* BEGIN SUPPLIED INFORMATION *

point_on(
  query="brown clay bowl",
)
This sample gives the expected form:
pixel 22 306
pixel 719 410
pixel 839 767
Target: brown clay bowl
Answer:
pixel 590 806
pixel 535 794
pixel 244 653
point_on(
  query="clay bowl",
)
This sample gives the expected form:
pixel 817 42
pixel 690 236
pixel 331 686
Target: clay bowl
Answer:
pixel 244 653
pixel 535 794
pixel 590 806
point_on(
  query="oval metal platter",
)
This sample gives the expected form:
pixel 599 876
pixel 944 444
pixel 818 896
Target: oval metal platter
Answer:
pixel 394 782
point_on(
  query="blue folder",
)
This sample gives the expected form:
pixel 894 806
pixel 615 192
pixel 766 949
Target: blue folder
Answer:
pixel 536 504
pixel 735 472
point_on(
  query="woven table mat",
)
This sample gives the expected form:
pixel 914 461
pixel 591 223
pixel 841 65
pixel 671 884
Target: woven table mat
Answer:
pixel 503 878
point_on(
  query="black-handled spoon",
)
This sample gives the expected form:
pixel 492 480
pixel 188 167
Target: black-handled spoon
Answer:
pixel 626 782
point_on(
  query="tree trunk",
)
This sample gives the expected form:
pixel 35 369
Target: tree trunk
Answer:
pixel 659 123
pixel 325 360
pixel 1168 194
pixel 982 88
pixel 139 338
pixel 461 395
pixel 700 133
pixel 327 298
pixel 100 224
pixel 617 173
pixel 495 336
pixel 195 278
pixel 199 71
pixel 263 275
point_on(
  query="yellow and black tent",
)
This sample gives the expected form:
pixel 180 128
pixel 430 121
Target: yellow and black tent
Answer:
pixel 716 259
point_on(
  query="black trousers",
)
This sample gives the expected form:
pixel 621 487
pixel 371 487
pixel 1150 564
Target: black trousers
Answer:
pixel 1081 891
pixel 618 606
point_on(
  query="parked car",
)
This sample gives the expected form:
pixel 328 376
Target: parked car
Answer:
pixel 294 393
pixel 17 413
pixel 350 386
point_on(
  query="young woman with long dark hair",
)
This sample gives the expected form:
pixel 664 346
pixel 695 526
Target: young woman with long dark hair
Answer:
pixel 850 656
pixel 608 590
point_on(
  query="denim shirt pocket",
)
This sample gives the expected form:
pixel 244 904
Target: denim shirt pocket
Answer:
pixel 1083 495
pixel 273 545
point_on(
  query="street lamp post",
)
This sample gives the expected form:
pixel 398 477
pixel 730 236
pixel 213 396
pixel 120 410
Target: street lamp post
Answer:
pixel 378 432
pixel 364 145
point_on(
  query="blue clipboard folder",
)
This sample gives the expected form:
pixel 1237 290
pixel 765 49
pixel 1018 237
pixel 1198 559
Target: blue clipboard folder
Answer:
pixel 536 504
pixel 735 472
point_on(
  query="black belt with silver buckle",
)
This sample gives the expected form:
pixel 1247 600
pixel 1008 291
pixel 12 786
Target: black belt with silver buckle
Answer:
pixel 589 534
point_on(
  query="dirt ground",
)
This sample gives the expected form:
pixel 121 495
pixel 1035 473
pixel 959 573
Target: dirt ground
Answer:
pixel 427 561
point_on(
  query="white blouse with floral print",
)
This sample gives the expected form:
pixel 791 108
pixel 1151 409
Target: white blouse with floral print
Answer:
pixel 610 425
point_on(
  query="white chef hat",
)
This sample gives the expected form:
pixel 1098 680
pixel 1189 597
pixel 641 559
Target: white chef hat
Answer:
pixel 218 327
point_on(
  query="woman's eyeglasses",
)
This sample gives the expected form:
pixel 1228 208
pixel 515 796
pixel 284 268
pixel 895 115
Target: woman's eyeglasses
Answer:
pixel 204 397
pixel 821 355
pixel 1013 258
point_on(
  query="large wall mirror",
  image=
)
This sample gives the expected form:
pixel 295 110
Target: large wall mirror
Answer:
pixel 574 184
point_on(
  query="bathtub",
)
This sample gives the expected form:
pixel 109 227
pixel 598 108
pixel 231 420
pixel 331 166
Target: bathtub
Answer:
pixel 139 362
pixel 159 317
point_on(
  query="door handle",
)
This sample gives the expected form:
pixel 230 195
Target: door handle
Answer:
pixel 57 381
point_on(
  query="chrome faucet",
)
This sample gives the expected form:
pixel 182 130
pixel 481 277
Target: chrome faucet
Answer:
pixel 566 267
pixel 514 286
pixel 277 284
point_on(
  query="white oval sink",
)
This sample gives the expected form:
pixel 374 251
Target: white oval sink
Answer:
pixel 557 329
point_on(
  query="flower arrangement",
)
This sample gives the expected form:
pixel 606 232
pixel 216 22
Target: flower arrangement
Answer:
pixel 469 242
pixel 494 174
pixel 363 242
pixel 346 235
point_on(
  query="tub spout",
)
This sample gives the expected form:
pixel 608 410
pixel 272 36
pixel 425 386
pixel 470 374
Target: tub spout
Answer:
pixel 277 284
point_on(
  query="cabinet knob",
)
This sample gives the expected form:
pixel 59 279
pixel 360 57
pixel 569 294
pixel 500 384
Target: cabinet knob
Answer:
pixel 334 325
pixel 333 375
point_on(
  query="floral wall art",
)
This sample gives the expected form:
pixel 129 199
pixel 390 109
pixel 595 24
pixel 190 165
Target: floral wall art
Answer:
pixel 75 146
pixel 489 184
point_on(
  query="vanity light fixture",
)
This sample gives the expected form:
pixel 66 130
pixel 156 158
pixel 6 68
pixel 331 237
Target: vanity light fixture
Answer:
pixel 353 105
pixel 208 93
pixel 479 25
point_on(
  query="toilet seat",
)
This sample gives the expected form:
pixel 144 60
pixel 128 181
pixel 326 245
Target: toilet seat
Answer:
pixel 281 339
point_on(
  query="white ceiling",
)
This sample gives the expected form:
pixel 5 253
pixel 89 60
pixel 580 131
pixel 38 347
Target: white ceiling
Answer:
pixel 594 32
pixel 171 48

* END SUPPLIED INFORMATION *

AIM OF THE EXERCISE:
Reproduce the lines running from the start of the collection entries through the line containing "pixel 618 606", including both ends.

TASK RESPONSE:
point_on(
  query="brown clay bowl",
)
This sample gives the expected form:
pixel 22 306
pixel 719 410
pixel 839 767
Target: brown clay bowl
Answer:
pixel 590 806
pixel 535 794
pixel 244 653
point_on(
  query="clay bowl",
)
This sample gives the expected form:
pixel 817 42
pixel 690 236
pixel 331 686
Target: clay bowl
Answer:
pixel 244 653
pixel 535 794
pixel 590 806
point_on(
  query="oval metal platter",
)
This sample gives the expected form:
pixel 599 876
pixel 944 444
pixel 818 896
Target: oval metal platter
Answer:
pixel 394 782
point_on(
  query="blue folder",
)
This sample gives the expected form:
pixel 894 806
pixel 615 192
pixel 766 949
Target: blue folder
Answer:
pixel 536 504
pixel 735 472
point_on(
  query="woven table mat",
)
This sample gives the expected form:
pixel 914 461
pixel 591 223
pixel 841 65
pixel 671 884
Target: woven table mat
Answer:
pixel 503 878
point_on(
  query="black-handled spoon",
)
This sample gives the expected form:
pixel 492 480
pixel 188 167
Target: black-handled spoon
Answer:
pixel 626 782
point_on(
  query="tree trunk",
)
This sample gives the expected form:
pixel 35 369
Target: tree trunk
Answer:
pixel 659 123
pixel 325 360
pixel 1168 194
pixel 982 88
pixel 139 338
pixel 461 395
pixel 700 133
pixel 327 298
pixel 100 224
pixel 617 173
pixel 495 336
pixel 195 278
pixel 199 71
pixel 263 275
point_on(
  query="yellow and black tent",
)
This sample gives the expected form:
pixel 180 128
pixel 430 121
Target: yellow and black tent
Answer:
pixel 716 259
point_on(
  query="black trousers",
)
This sample gives the expected form:
pixel 621 487
pixel 371 487
pixel 1150 564
Target: black trousers
Answer:
pixel 1081 891
pixel 618 606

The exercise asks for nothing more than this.